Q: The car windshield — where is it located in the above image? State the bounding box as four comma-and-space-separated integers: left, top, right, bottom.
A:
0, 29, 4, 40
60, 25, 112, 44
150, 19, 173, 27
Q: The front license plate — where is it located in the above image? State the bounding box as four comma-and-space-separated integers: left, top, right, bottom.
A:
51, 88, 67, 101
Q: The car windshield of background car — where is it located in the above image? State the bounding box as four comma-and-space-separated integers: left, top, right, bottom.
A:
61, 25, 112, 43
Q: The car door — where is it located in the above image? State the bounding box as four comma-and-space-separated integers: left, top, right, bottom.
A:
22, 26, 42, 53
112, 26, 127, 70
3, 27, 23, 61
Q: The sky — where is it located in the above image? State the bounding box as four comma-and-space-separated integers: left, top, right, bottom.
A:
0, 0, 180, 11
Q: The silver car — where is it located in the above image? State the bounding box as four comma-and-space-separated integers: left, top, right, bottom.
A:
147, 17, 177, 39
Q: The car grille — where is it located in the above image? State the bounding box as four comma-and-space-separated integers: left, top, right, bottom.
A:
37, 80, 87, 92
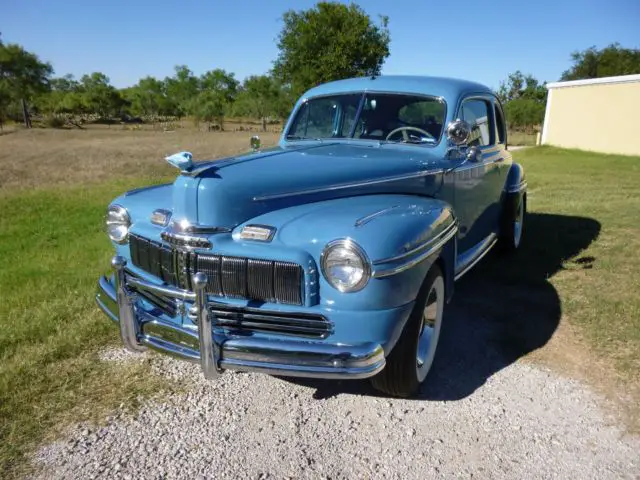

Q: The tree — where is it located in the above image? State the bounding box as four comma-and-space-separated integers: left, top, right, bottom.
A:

########################################

— EXERCISE DIRECTIONS —
Retype all of the items above word for word, leaving out the pictures.

— TASK SOLUTION —
Q: The car windshield — where is it located in the above image? State the bounding box as four comma-and-space-separated integers: left, top, right, bottom.
A:
0, 29, 4, 40
60, 25, 112, 44
150, 19, 173, 27
Q: The front license plate — where is it located in the above image? State the bounding box as four comma-and-space-separated integers: left, top, right, bottom.
A:
51, 88, 67, 101
Q: The car windshield of background car — where is it located in the above image? State the bounding box as four comma-and-space-separated integers: left, top, right, bottom.
A:
61, 25, 112, 43
Q: The car door — where is it located in the above image? State the bounding box as four comma-and-space-separated integers: left, top, right, bottom.
A:
22, 26, 42, 53
112, 26, 127, 70
3, 27, 23, 61
Q: The sky — where is it located in the above image? State the bounding box as four comma-and-space-separated integers: left, top, right, bottom.
A:
0, 0, 180, 11
Q: The silver car — where is it located in the above image? State the bounding box as four comma-and-space-separated integers: left, top, right, bottom.
A:
147, 17, 177, 39
Q: The car grille — where is it located in the above image? State the bounding box as four comma-and-space-separated integers: left, top, right, bottom.
A:
37, 80, 87, 92

Q: The tree — where is it located in the above image? State the bounding box as four comma-and-space-separated integers: left, top, right, bottom.
A:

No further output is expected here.